YOUR ASSIGNMENT:
Scan the data below and state how many of its lines contain the word "goalkeeper", giving only the figure.

SUPPLIED RECORDS:
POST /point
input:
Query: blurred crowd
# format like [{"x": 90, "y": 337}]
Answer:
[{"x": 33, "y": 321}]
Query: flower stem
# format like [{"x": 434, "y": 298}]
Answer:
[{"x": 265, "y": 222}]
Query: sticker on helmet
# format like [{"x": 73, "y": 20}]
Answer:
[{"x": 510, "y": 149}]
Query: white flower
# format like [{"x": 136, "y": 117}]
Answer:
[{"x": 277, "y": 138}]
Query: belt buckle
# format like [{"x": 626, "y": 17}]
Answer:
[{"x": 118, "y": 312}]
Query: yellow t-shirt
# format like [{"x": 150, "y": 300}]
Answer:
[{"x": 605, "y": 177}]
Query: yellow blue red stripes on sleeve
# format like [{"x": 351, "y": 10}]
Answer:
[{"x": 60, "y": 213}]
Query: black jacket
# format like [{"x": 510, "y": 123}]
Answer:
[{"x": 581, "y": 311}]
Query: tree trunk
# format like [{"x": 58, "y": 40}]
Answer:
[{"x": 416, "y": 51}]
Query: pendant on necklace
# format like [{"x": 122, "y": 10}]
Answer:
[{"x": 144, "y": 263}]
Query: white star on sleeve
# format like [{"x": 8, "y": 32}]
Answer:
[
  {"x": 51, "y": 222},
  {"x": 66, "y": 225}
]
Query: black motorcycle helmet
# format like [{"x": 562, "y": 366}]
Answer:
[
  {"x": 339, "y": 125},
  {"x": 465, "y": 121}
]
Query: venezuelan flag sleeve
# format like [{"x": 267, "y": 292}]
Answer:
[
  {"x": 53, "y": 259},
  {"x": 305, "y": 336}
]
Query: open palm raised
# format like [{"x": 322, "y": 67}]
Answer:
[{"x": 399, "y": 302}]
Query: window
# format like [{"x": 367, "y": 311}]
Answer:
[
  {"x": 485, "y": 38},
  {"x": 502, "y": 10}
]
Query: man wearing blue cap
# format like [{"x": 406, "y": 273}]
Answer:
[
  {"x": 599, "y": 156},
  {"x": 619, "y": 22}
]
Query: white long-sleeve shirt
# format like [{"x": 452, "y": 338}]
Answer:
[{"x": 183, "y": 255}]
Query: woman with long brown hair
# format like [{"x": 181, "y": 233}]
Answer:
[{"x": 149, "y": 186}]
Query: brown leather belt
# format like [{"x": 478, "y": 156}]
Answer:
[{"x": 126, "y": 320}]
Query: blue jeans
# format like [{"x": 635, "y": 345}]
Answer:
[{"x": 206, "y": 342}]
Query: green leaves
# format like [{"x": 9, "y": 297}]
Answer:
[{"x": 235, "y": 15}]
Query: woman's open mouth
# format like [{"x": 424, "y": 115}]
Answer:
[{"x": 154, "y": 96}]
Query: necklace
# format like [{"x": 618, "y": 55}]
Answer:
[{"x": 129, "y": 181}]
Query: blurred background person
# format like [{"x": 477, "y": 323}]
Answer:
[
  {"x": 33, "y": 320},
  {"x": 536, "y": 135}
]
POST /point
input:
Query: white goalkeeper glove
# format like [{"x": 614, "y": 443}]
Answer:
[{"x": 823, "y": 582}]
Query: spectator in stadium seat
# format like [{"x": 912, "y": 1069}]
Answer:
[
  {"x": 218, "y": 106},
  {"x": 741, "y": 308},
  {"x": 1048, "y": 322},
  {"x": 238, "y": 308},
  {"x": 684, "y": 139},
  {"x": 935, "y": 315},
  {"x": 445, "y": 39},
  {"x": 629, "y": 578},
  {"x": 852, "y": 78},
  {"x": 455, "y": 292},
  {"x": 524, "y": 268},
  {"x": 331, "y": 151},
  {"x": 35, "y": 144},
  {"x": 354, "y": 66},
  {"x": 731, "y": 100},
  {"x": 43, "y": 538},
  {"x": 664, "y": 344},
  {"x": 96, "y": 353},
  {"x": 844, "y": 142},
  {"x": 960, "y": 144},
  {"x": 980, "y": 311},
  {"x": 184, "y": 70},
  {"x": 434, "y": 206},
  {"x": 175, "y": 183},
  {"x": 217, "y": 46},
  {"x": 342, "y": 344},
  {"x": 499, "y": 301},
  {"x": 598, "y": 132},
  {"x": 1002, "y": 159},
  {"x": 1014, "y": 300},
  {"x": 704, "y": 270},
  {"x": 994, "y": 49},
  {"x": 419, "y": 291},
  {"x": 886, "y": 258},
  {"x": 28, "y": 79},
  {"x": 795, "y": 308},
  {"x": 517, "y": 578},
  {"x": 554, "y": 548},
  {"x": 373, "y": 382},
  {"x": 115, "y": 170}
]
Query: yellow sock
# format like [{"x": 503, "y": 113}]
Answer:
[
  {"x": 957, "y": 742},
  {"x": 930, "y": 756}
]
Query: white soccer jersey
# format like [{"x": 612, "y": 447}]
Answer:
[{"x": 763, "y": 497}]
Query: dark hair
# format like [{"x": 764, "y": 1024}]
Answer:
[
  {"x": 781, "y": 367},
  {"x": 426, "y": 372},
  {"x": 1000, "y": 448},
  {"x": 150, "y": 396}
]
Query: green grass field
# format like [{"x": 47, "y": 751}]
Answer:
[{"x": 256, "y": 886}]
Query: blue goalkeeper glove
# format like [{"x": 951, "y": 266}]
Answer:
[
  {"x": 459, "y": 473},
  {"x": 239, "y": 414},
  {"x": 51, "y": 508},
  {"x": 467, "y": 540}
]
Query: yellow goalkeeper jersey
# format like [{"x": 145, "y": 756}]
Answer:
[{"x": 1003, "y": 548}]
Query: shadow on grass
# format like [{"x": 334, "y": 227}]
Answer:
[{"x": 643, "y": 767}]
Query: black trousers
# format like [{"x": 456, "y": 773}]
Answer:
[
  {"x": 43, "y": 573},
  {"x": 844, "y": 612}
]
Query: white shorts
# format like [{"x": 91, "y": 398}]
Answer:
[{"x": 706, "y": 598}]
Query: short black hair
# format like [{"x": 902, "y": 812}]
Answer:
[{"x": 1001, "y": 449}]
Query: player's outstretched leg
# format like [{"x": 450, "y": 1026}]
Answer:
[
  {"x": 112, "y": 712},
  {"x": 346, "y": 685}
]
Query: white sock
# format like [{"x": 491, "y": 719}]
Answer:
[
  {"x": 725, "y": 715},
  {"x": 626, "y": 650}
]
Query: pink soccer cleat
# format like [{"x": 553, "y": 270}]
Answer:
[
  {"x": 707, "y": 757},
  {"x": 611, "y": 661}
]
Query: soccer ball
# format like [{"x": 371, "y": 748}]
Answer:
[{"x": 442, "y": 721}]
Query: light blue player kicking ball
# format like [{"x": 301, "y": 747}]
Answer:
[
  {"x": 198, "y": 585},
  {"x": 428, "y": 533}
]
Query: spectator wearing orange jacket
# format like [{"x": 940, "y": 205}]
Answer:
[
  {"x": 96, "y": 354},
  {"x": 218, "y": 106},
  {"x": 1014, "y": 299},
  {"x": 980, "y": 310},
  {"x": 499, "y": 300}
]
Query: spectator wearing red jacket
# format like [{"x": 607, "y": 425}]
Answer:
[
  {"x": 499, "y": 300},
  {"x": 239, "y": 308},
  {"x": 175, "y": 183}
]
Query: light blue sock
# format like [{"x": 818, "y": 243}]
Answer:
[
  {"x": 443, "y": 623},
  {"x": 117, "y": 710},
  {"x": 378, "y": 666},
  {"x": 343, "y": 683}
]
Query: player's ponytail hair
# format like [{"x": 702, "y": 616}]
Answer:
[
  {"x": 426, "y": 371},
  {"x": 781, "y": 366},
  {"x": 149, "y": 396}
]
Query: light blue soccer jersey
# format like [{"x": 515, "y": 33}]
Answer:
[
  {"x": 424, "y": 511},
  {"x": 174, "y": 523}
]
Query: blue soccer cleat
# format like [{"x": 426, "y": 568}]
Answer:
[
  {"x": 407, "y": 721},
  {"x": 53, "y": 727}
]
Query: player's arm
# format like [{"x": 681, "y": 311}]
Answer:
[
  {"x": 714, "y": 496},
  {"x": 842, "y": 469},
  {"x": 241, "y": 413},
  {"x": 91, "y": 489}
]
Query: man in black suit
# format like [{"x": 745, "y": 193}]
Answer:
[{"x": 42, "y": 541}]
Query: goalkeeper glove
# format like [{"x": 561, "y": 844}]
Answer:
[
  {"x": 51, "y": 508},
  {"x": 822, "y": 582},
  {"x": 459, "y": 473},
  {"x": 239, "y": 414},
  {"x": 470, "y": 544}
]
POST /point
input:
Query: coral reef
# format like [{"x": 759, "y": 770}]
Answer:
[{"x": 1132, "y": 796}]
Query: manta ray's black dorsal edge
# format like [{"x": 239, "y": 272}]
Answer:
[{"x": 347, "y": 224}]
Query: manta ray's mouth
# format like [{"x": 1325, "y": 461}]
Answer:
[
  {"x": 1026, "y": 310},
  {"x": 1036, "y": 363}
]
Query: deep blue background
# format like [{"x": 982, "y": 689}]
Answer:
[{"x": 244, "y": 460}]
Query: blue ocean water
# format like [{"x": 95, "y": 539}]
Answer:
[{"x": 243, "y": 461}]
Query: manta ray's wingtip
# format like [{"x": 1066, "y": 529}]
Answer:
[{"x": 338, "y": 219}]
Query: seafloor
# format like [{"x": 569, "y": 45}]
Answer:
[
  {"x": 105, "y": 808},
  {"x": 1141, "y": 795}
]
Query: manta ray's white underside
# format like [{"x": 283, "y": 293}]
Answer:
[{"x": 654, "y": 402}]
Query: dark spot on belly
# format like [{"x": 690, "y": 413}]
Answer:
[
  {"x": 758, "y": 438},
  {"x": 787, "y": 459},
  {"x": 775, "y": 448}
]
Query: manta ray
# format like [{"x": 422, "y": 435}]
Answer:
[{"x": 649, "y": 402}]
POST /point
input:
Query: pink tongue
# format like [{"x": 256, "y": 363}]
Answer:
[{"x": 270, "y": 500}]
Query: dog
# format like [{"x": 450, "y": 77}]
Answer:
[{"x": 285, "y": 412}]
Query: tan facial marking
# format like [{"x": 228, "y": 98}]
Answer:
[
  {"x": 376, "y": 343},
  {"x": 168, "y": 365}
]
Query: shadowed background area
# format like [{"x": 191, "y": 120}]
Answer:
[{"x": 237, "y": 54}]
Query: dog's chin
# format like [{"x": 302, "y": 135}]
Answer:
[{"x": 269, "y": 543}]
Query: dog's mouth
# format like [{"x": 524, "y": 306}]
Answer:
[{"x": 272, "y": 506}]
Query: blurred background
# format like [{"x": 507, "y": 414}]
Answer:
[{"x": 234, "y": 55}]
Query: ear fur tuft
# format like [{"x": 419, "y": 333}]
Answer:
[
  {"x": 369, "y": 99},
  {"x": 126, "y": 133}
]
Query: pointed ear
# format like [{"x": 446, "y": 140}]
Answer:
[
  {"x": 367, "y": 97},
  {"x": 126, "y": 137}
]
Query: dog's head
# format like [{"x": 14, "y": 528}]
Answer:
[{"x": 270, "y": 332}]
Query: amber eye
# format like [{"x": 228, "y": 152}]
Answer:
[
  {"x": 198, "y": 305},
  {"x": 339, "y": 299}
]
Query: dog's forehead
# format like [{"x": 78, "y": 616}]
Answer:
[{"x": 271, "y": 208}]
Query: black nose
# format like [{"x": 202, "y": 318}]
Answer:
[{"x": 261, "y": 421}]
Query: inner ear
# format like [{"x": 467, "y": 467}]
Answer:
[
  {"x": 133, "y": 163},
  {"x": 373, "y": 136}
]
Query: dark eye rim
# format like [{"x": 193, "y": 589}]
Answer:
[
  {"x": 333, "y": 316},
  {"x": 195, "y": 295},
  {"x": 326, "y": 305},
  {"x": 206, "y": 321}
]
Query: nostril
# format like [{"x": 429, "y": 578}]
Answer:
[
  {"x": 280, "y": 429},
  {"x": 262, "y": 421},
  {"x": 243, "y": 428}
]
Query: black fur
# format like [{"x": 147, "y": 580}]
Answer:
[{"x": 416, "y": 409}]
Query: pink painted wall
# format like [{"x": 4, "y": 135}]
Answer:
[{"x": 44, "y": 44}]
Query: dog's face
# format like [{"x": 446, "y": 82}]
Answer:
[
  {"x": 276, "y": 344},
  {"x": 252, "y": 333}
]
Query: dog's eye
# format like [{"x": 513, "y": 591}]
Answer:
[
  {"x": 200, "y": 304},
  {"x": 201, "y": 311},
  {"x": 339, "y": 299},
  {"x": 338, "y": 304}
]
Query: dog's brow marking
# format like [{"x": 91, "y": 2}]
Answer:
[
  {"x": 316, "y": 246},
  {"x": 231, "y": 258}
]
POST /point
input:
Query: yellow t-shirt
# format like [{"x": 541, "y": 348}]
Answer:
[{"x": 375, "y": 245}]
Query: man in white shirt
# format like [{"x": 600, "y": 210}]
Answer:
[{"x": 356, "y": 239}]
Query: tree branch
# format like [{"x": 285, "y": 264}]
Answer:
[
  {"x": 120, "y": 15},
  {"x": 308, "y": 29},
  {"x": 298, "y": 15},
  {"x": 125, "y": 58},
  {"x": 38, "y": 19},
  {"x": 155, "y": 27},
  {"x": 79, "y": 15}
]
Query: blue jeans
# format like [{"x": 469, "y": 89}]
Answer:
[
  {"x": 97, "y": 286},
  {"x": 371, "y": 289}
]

SOLUTION BELOW:
4